Your instructions: Images do not belong in the copy. Retype the entries exactly.

Dataset entries:
--------------------

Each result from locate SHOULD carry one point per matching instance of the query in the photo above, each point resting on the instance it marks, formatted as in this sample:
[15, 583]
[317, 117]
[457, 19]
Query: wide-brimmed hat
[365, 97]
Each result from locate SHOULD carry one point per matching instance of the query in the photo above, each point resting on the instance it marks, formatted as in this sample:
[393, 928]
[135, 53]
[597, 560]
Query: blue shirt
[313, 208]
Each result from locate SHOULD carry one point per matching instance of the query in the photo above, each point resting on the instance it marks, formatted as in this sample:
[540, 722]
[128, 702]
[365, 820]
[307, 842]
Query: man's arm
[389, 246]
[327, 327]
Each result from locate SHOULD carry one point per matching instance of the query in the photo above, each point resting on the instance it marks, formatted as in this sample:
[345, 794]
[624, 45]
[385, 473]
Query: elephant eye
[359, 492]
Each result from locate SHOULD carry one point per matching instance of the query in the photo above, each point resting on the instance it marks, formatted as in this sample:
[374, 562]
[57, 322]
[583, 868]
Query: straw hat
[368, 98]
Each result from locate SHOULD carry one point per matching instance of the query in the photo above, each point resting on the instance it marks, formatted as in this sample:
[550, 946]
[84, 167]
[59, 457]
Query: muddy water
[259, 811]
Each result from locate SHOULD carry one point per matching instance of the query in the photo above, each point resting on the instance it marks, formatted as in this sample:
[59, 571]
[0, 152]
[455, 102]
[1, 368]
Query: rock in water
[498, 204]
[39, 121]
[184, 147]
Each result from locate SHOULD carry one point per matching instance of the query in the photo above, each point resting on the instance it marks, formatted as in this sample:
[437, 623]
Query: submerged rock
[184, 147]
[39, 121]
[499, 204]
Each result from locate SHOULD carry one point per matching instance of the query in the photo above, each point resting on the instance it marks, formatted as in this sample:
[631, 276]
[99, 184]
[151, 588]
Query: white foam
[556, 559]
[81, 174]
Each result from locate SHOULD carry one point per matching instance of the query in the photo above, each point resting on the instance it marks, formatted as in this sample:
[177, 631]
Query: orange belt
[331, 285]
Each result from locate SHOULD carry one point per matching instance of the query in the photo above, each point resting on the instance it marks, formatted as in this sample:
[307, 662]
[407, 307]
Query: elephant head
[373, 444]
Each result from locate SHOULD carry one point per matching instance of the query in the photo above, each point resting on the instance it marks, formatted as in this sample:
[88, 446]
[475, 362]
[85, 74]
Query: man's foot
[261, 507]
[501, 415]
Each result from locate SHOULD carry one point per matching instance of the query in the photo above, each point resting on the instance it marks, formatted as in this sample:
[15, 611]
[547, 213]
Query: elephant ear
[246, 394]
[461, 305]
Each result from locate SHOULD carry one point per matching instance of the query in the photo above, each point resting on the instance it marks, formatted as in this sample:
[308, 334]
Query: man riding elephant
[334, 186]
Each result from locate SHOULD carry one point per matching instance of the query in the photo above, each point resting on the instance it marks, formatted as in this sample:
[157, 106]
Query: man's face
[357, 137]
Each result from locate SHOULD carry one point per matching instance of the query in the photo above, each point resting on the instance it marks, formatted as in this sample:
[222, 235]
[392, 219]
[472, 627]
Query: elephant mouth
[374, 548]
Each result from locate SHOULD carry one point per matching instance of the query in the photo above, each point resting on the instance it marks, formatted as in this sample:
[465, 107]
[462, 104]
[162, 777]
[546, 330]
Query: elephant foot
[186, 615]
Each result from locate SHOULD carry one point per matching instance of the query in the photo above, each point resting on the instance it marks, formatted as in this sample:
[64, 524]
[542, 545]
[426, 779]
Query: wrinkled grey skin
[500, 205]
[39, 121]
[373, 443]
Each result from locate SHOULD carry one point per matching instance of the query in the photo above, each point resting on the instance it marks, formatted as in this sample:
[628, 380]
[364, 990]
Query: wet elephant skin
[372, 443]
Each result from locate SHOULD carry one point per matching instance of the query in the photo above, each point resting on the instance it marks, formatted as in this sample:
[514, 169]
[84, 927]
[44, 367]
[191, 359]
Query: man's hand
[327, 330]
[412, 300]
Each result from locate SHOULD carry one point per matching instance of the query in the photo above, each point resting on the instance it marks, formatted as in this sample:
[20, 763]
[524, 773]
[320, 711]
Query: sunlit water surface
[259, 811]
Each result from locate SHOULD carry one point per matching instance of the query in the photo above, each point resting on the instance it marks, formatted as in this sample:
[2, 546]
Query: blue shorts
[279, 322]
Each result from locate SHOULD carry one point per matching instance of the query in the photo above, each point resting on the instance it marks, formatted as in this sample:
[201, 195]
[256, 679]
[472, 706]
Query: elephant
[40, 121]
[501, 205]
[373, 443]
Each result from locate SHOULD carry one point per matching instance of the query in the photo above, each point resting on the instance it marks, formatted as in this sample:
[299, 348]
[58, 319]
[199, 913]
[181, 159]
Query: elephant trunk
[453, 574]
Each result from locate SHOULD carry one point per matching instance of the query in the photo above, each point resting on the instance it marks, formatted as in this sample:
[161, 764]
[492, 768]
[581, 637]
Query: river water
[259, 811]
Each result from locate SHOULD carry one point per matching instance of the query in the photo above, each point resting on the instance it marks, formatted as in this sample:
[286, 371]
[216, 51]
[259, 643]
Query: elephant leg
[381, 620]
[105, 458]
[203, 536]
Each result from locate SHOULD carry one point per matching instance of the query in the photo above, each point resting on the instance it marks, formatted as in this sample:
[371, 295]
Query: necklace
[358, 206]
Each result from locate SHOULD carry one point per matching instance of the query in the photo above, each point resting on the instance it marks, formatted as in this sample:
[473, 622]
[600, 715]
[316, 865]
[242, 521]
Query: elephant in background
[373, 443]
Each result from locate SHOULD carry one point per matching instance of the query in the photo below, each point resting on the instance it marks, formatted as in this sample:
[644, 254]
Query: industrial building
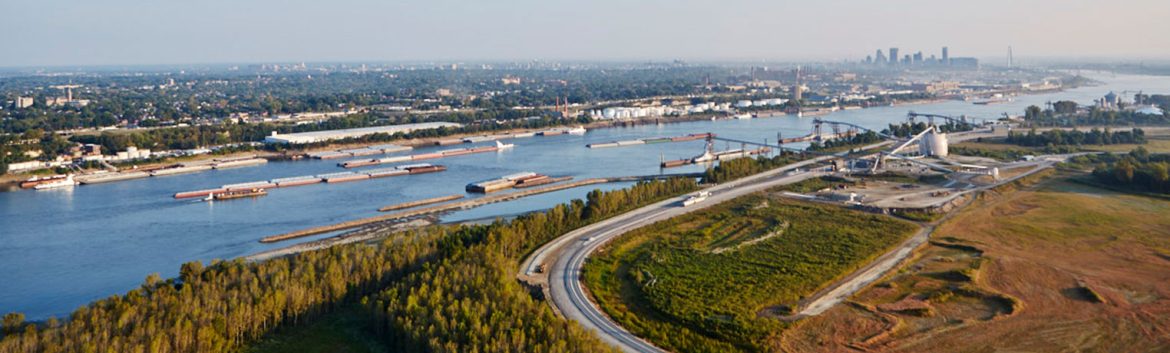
[22, 102]
[336, 135]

--------------------

Reply:
Each result from locate SHOULD carry one point per matching instance of the query in the photo above, each point resting on the instance it marks, formatted as in this sample:
[15, 583]
[317, 117]
[457, 19]
Query: wide-brimmed hat
[365, 97]
Each result from locate SHOULD carry one point per matching instance of the query in the photo above, each point resting on the instance it marks, formatted as in this sample:
[393, 928]
[135, 53]
[597, 560]
Query: blue shirt
[313, 208]
Each result from locate SHOULD carry one point per matching instance of the query in the photo above, each point resting on the instance it marks, formatted as in this sample:
[540, 722]
[128, 702]
[365, 820]
[307, 842]
Query: man's arm
[389, 246]
[327, 327]
Each result from locate SHOULD carry one point per matching instance of the query in the photo above, each point resting on the instance it marks, formatted as in this sample:
[345, 794]
[624, 45]
[385, 473]
Query: elephant eye
[359, 492]
Each result from locate SHOULD carry one point per matching instance of the query in the photo above, each point resting on the instance it marks, formatted as in this sample:
[374, 562]
[57, 322]
[583, 868]
Query: straw hat
[368, 98]
Each result from locate SHOULD carry one point per matching instance of the query in the photo above, each point resting on the instance it marks, formatted as in this sample:
[550, 946]
[84, 167]
[59, 457]
Query: muddy water
[259, 811]
Each result from locate SHOULD carry one point per matching instance of the query in the photo above, each point resting on the instance it marks, formatted as in this sample:
[59, 571]
[0, 152]
[455, 102]
[1, 368]
Query: rock in water
[498, 204]
[39, 121]
[184, 147]
Each result from locate SHOULD carry one point per matching instance of the query in the photo above, each point resting on the instance it marks, formatted as in this sample:
[437, 623]
Query: submerged rock
[184, 147]
[39, 121]
[499, 204]
Each result from locate SHOULD carry one point per matching instance of the query in the photo above, each point resting on the instance it marks, formatted as in this sample:
[631, 276]
[99, 184]
[151, 588]
Query: white foam
[556, 559]
[81, 174]
Each result from locate SHOULD carry one point per matching instance of the query in the photo above, each point resting on the instance it marks, formatted as in this sample:
[177, 631]
Query: orange belt
[331, 285]
Each result from locate SHOULD carry one point per matching instance of the query in the photo above, each point resting on the instance it marks, formatted as in this sample:
[307, 662]
[407, 307]
Query: elephant head
[373, 444]
Each result from locate SHOULD carry one point per matching instance of the query in the photo above, each point resting on the instance it marks, formatted as in this sample:
[88, 446]
[475, 362]
[85, 74]
Query: man's foot
[261, 507]
[501, 415]
Each result from locate SHOULD carry one point per matching instance of the query in the photo above, each point resting on the instance it marks, formatted as in this sample:
[15, 611]
[547, 213]
Query: elephant ear
[246, 394]
[461, 305]
Each result from locate SHOULD carry one point per matching instance of the query in the photo above, each point resting on the instance it marks, formatted as in this sample:
[308, 334]
Query: man riding elephant
[334, 186]
Each result from locate SHOULD carry one point per matching instance of the query in the photo above, each point resting on the instance it marks, formatted as in this sample:
[157, 106]
Query: man's face
[357, 137]
Each result from locate SHOULD carry one point per matching instance of the query in the photo above, each point resting on the instance it marks, formatted as in this sample:
[222, 235]
[392, 219]
[472, 627]
Query: elephant mouth
[374, 548]
Each result from locate SHOULD carry one point per matching instance of the query in the photo above, each point resting on the instance it marks, formatted as in this sample:
[465, 107]
[462, 104]
[162, 777]
[546, 330]
Query: elephant foot
[186, 615]
Each result from locate SHOULD carry one point per matching instance of the query in the photo above, each point resting on the instance it marks, formatted as in this sample:
[64, 524]
[542, 545]
[426, 779]
Query: wrinkled grey skin
[500, 205]
[39, 121]
[373, 443]
Each result from locate SHOULD carry one point per matching instance of the query in the photo above, each point resting on the instance it marks, formatted as in this sample:
[628, 380]
[364, 990]
Query: wet elephant skin
[372, 443]
Each result from locate SHOULD carry one point per matching instance of the query in the photo above, each point resting on the instance it marks, formatted as in this sample:
[514, 169]
[84, 927]
[44, 367]
[191, 359]
Query: man's hand
[327, 330]
[412, 300]
Each result from locate SHOULD carry one point per matching instance of the query in the photo above, each point resting on the instance it marks, formatted as in this sample:
[20, 763]
[524, 773]
[320, 711]
Query: sunlit water surface
[259, 811]
Each result from locate SHOULD carry one point per matching instance of the query in the photo above, each point resting on the instance it marks, formatted as in this sample:
[2, 546]
Query: blue shorts
[279, 322]
Each result from locate SHOULD carry one point per matching instance of the query in the photo above, each point resting on the instance it marks, formatted as in this sample:
[201, 195]
[256, 679]
[472, 706]
Query: elephant
[40, 121]
[501, 205]
[373, 443]
Each result from locate SHOULD carry one point per matching instance of the query in the photo above, each point resting on the instance it marks, formatted as in this sample:
[299, 348]
[58, 319]
[199, 913]
[181, 159]
Query: elephant trunk
[453, 574]
Each result from locate SHOULD carry one point per matching instance of the query in the photo above, each point resting on the instance it marks, formatted as in this sample:
[161, 764]
[492, 768]
[581, 637]
Query: river water
[259, 811]
Each result from locate SHOULD carry one point per matching instance of the query in the photo above, each point resting on the instance it marks, formatted as in this sample:
[286, 371]
[216, 51]
[259, 643]
Query: elephant leg
[381, 620]
[105, 458]
[203, 536]
Each result from locate SHOULD carry one point per matching instance of the query in the photo above, each point resting on the instance it marks, formatted as in this sample:
[371, 295]
Query: necklace
[358, 206]
Each result from locate SHOULD carry one point per matching instance of the query in the photo above, each point resting on the instance it marks, formatted as in this sample:
[473, 622]
[600, 715]
[316, 865]
[242, 521]
Query: elephant in background
[373, 443]
Each result from locate SHOULD carry one point per matching instance of the query in the photo below, each point resting on the instance it marks, formatted as in this sample:
[644, 254]
Query: industrial building
[22, 102]
[336, 135]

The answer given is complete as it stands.